**TEXT FOR ANALYSIS**
Start of Block

M-CSF promotes macrophage survival and proliferation and is a key regulator of osteoclastogenesis [29]. This cytokine is required for culture of osteoclasts in vitro and has been strongly implicated in the pathogenesis of TNF-induced osteolysis in animal models [16, 30]. We showed that circulating concentrations of M-CSF are elevated in the patients with erosive PsA and strongly correlate with severity of peripheral erosive disease. Circulating M-CSF concentrations also correlated with the percentage of peripheral blood CD14⁺/CD11b⁺ cells in patients with PsA, but not with the number of TRAP⁺ MNCs or the number of resorptive pits after 2-week culture with M-CSF and RANKL. These results suggest that circulating M-CSF might promote survival or release of circulating osteoclast precursor cells, rather than differentiation or activity of osteoclasts. However, it should be noted that both M-CSF and RANKL were added to the osteoclast-differentiation cultures; thus, a biologic effect of M-CSF on osteoclast development or activity in vivo cannot be excluded entirely.

The factors tested in this study are likely to have specific effects within the local joint environment, which may not be entirely reflected by circulating concentrations. For example, it has been reported that OPG expression is limited to endothelial cells below the synovial membrane within the psoriatic joint [12]; in contrast, we did not identify reduced circulating OPG concentrations in patients with PsA or a relation between these concentrations and patterns of bone remodeling. Our data do raise the possibility that other circulating mediators, such as M-CSF or RANKL, may have a role as biomarkers to identify patients with PsA in whom progressive or accelerated joint damage will develop. One of the key aspects of biomarker development is feasibility, and measurement of soluble markers within the circulation, rather than within synovial tissue, is clearly a major advantage in this respect [31]. Prospective studies are required to validate these factors further as biomarkers in PsA [32].

End of Block

**DATA SHOWN**
Start of Block

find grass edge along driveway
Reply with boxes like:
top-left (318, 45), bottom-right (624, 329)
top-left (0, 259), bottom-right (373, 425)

End of Block

**REQUIREMENT 1**
In the passage on M-CSF and bone damage in psoriatic arthritis, where has OPG expression been reported to be limited within the psoriatic joint?
**REQUIREMENT 2**
Pick up the passage on M-CSF and bone damage in psoriatic arthritis after its last sentence and continue it.

**RESPONSE BOX 1**
To endothelial cells below the synovial membrane.

**RESPONSE BOX 2**
Consistent with the work of Ritchlin et al. [12], our study also implicates RANKL in the pathogenesis of bone erosion in PsA, noting the modest correlation between circulating RANKL concentrations and measures of peripheral-joint bone loss. Furthermore, we demonstrated that the percentage of circulating CD14⁺/CD11b⁺ cells correlates with the extent of the erosive disease, and that osteoclasts arising from peripheral blood precursors have a greater capacity to resorb bone in those with more-severe erosive disease. It is of interest that circulating concentrations of both M-CSF and RANKL are associated with bone loss at a local level within the peripheral joints, but not with systemic BMD. Similar conclusions can also be made regarding the assessment of circulating osteoclast precursors. These findings imply that other factors within the local joint environment, perhaps alterations in osteoblast function or expression of proinflammatory cytokines such as TNF-α, may act in concert with these soluble mediators of bone remodeling to promote osteoclastogenesis, and, in turn, bone erosion.

This work has shown that systemic expression of soluble mediators of bone remodeling is disordered in PsA. Factors that promote osteoclastogenesis or inhibit osteoblast function are elevated in the circulation of patients with PsA and may contribute to periarticular bone loss in this disease. Prospective studies will be of interest to determine the role of these factors in progression of bone resorption and the effects of treatment in patients with PsA.